## [Aim]
Copy every line of the listing below without changes, from the line containing "Would you mind indicating the dark gray" down to the line containing "(1053, 300)", both of those lines included.

## [Data entries]
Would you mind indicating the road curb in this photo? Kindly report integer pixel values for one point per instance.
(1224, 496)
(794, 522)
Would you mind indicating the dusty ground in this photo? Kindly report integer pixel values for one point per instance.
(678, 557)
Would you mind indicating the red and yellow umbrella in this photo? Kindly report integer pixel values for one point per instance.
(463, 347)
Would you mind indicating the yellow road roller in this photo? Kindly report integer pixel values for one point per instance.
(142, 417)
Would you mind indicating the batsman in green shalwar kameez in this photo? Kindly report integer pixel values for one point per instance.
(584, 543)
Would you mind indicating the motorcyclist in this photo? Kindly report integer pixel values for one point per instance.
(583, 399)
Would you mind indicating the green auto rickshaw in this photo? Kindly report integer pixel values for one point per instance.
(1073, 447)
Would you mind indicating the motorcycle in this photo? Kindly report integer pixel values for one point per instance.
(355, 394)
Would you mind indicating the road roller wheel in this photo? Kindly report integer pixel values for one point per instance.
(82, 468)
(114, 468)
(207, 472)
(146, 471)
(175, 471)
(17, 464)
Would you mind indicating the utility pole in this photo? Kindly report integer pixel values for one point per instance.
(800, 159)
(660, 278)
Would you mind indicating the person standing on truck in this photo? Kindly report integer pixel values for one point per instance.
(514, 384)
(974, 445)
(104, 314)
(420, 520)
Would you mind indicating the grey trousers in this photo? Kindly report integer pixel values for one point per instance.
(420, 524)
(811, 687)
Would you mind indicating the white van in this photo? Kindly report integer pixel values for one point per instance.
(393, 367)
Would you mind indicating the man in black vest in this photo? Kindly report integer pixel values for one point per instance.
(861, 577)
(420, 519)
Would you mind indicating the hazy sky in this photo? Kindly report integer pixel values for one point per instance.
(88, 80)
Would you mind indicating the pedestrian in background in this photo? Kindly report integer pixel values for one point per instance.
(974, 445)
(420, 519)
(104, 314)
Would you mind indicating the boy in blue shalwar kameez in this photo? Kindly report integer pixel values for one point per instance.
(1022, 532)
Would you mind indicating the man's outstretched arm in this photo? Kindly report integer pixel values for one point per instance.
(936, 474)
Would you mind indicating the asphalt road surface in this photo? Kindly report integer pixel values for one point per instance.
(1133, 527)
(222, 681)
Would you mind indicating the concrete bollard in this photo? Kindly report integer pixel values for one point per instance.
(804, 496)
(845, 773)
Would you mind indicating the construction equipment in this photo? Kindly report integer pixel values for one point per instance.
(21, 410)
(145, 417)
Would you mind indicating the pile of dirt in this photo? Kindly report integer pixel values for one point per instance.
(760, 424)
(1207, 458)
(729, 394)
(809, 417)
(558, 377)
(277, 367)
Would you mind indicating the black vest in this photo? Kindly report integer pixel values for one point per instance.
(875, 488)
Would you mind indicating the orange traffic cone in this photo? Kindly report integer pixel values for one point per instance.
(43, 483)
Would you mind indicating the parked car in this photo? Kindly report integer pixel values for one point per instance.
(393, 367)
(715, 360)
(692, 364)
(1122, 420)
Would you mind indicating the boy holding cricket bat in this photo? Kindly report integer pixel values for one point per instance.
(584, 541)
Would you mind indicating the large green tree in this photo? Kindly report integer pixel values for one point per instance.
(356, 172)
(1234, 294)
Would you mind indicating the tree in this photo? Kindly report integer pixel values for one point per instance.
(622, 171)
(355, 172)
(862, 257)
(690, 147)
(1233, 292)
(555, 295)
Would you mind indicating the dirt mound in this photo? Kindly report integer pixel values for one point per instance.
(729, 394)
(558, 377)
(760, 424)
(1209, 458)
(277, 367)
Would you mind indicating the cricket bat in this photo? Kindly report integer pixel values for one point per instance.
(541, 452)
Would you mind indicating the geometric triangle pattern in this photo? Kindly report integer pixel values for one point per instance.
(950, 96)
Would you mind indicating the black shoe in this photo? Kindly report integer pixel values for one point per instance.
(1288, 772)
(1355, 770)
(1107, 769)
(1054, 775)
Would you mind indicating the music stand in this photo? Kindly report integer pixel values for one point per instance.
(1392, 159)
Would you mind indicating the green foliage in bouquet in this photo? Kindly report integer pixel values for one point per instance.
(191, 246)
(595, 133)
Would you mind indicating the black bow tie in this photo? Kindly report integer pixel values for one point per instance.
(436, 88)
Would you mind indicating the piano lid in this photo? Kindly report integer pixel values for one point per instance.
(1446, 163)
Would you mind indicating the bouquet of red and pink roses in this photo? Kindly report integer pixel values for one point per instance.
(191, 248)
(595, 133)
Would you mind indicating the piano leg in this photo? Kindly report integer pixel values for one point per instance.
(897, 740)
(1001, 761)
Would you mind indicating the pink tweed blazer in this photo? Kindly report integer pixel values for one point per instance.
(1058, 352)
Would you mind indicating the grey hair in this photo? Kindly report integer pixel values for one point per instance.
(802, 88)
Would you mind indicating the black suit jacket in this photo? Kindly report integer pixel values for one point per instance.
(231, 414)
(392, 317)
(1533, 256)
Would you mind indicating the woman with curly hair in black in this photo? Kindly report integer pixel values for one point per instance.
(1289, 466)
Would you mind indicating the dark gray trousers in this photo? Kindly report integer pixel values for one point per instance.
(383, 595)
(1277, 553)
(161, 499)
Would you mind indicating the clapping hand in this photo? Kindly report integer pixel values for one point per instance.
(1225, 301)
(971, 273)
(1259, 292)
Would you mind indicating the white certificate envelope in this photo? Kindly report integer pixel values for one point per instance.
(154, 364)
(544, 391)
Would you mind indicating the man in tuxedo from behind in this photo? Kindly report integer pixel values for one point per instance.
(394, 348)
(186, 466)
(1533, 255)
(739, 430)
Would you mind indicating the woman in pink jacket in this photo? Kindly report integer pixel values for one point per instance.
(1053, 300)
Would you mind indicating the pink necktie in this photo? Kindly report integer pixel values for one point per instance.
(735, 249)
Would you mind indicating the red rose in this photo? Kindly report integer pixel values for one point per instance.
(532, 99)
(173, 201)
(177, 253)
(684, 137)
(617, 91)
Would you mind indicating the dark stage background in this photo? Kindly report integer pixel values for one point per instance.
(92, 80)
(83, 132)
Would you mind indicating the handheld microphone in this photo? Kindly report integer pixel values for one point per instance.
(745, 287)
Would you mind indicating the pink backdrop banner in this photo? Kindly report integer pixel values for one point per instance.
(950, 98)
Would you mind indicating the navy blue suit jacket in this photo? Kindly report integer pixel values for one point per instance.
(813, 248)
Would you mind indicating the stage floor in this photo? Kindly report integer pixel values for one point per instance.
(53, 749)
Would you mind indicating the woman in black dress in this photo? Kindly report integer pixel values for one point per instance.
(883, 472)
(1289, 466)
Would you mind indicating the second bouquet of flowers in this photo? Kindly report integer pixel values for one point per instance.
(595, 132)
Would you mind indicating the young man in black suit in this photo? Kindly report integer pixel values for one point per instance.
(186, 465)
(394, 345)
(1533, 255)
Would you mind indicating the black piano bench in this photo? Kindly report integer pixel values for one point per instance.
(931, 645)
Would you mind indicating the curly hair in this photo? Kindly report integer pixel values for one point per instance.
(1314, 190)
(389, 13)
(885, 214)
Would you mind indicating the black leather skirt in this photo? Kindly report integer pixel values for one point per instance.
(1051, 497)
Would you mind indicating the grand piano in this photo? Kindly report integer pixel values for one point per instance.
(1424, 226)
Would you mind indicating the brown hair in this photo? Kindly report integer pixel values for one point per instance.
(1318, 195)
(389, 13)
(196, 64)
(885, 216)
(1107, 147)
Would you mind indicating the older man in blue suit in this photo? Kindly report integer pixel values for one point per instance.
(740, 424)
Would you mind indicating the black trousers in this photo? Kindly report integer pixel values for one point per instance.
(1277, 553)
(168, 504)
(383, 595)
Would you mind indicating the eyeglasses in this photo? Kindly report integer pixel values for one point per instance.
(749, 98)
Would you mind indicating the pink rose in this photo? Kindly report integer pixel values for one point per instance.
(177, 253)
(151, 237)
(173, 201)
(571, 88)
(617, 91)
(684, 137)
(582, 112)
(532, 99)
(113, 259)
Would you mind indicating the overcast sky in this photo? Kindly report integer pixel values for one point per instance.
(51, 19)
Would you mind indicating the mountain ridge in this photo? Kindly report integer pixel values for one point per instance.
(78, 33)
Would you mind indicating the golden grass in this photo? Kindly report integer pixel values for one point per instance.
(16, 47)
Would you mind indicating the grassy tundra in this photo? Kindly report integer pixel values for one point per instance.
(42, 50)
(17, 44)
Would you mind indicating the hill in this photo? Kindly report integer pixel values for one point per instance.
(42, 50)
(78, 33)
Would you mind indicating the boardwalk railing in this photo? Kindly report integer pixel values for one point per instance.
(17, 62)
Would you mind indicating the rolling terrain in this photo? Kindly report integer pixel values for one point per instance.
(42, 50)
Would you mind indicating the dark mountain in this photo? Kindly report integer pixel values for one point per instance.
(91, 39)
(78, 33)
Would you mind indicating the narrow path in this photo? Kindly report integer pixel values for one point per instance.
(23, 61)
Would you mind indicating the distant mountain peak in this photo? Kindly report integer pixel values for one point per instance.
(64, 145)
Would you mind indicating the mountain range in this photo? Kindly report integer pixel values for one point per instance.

## [Answer for this exercise]
Would you mind indicating the dark gray trousers in this photo? Kindly report integer pixel values for one point per instance.
(383, 595)
(1277, 553)
(161, 499)
Would you mind indicating the clapping hand in this photo? Kindly report integer pixel values for one point per instance.
(1225, 301)
(971, 273)
(1259, 292)
Would you mind indicating the white certificate envelope in this photo? Kindly report integer pixel values for one point per instance.
(154, 364)
(544, 391)
Would you mind indicating the man in tuxedo from behind in this photo? Kindly report integer pixel values for one point per instance.
(394, 348)
(186, 466)
(1533, 255)
(739, 430)
Would you mind indicating the woman in pink jacket in this photo? Kindly report integer pixel values for one point per instance.
(1053, 300)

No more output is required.